# Becoming a legal business, registering name and logo and ANYTHING else



## kc6789 (Mar 28, 2010)

Ok, I know this has come up a thousand times, but I am having trouble looking at a bunch of different threads to get one solid answer for everything.

I literally would like bullet points as to everything I need to get a business started. Tell me if I am missing anything.

1. Register the business name- legally reserve the name so no one else can use the name- USPTO.GOV

2. Register the logo of the business- legally reserve the logo or image associated with the business- USPTO.GOV

#1 AND #2 are otherwise knows as "Trade marking" right?

3. Get a re-sellers license. Where???

4. Get a business bank account. Any particular place or procedure?

5. Get an EIN number? no idea what that is. Where do I get it?

6. Get a tax ID number? is that also #5? If not, where do I get it?

7. Anything else? 

Do any of these things need to be done in a certain order?

*Please* make this simple! Thanks.


----------



## Plus 37 Research (Jan 12, 2011)

Im not sure if #1 is accurate: If im not mistaken, and if I am someone please correct me, but i beleive a business name can be registered with the county that you live in. I was told that I had to go to the County Clerk's office to register my name legally. Unless you're talking about TM'ing your name. That I know absolutely nothing about lol


----------



## kimura-mma (Jul 26, 2008)

#1 is not correct. You need to register your business with the state of Oregon. The registration will only protect the company name within Oregon. Starting a Business

#2 is correct and is known as a trademark registration. In addition to the logo, you can also register your brand name.

========

§ PROBLEMS:
1. Reproduce the lines of the listing below exactly, starting at the line that contains "point: red sneaker" and ending with the final line of the listing.
2. Continue the forum thread above about legally starting a business from the point where it stops.

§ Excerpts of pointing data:
========

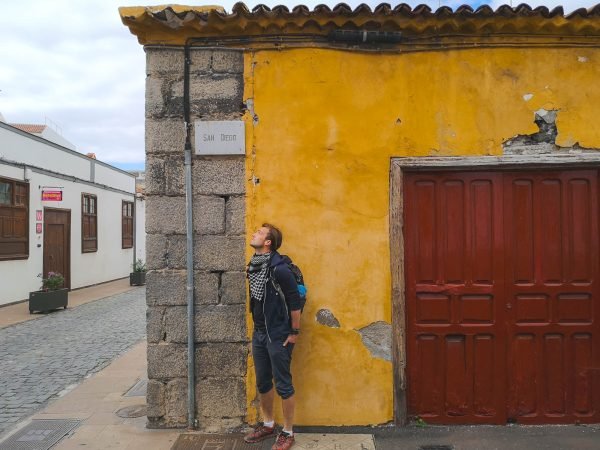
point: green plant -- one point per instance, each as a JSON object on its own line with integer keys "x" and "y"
{"x": 139, "y": 266}
{"x": 52, "y": 282}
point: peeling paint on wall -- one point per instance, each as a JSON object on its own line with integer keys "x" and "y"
{"x": 326, "y": 317}
{"x": 544, "y": 141}
{"x": 377, "y": 337}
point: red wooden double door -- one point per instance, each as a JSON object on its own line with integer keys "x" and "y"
{"x": 502, "y": 296}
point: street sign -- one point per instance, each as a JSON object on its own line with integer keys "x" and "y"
{"x": 51, "y": 196}
{"x": 220, "y": 137}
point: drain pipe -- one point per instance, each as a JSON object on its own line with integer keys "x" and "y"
{"x": 192, "y": 422}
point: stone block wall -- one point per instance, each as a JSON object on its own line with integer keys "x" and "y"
{"x": 216, "y": 90}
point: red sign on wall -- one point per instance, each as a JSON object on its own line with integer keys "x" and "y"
{"x": 52, "y": 196}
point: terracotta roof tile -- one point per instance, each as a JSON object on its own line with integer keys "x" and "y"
{"x": 174, "y": 24}
{"x": 29, "y": 128}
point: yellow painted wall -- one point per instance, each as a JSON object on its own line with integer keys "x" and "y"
{"x": 327, "y": 124}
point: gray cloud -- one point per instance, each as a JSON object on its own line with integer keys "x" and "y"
{"x": 74, "y": 62}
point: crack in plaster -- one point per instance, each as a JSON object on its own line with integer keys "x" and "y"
{"x": 377, "y": 337}
{"x": 326, "y": 317}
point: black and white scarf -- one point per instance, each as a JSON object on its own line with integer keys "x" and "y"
{"x": 258, "y": 270}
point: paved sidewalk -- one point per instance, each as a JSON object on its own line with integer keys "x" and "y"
{"x": 98, "y": 399}
{"x": 10, "y": 315}
{"x": 96, "y": 402}
{"x": 41, "y": 358}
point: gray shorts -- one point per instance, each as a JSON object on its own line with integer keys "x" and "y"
{"x": 272, "y": 361}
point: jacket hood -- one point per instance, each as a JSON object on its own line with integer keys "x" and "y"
{"x": 276, "y": 259}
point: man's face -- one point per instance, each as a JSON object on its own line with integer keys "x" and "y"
{"x": 259, "y": 238}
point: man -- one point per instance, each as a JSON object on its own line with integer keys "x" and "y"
{"x": 276, "y": 328}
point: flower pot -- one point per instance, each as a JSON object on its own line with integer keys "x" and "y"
{"x": 45, "y": 301}
{"x": 137, "y": 278}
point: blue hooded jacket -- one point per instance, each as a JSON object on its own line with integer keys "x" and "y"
{"x": 277, "y": 310}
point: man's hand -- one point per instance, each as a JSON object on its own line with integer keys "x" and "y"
{"x": 291, "y": 339}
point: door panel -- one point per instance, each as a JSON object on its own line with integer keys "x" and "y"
{"x": 57, "y": 240}
{"x": 551, "y": 222}
{"x": 501, "y": 290}
{"x": 453, "y": 241}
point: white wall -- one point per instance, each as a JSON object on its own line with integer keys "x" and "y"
{"x": 24, "y": 148}
{"x": 19, "y": 277}
{"x": 51, "y": 135}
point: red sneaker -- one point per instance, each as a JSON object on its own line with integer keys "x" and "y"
{"x": 259, "y": 433}
{"x": 284, "y": 441}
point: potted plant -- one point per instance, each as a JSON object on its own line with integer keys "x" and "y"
{"x": 52, "y": 294}
{"x": 138, "y": 276}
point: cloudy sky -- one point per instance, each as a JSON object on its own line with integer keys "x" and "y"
{"x": 74, "y": 65}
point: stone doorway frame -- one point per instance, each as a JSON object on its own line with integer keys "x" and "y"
{"x": 560, "y": 160}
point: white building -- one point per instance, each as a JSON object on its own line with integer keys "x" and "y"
{"x": 64, "y": 212}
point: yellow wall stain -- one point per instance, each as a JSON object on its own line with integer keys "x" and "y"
{"x": 328, "y": 123}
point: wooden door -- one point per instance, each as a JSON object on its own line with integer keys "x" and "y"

========

§ THE RESPONSES:
1.
point: red sneaker -- one point per instance, each as a JSON object on its own line with integer keys "x" and "y"
{"x": 259, "y": 433}
{"x": 284, "y": 441}
point: potted plant -- one point per instance, each as a JSON object on its own line with integer keys "x" and "y"
{"x": 52, "y": 294}
{"x": 138, "y": 276}
point: cloudy sky -- one point per instance, each as a JSON object on its own line with integer keys "x" and "y"
{"x": 74, "y": 65}
point: stone doorway frame -- one point per instance, each as a JSON object on its own line with integer keys "x" and "y"
{"x": 560, "y": 160}
point: white building -- one point per instance, each as a JSON object on its own line with integer keys "x" and "y"
{"x": 64, "y": 212}
point: yellow wall stain -- one point per instance, each as a JSON object on its own line with integer keys "x" and "y"
{"x": 328, "y": 123}
point: wooden door -- one point per instance, each as a JSON object on its own line with integer keys "x" and "y"

2.
#3... Starting a Business

#4... Any local bank is fine. Research a few and see which are giving the best interest rates right now.

#5 and #6 are the same thing. Apply for an Employer Identification Number (EIN) Online

#7... Look into business insurance. 



kc6789 said:


> Do any of these things need to be done in a certain order?


You should register the business first. Then get the tax id number and resellers permit. Then you can open a bank account.

The trademark can be done at any time. But you'll have to finally decide on a brand name and logo... lol



kc6789 said:


> I literally would like bullet points as to everything I need to get a business started.


Do yourself a favor and ask a local accountant to help you set up your business. It will be a very wise decision to have a knowledgeable professional help you to get it done right.


----------



## kc6789 (Mar 28, 2010)

kimura-mma said:


> #1 is not correct. You need to register your business with the state of Oregon. The registration will only protect the company name within Oregon. Starting a Business
> 
> #2 is correct and is known as a trademark registration. In addition to the logo, you can also register your brand name.
> 
> ...


This is all for my sister in Cali. Not me. Thanks tho.


----------



## kimura-mma (Jul 26, 2008)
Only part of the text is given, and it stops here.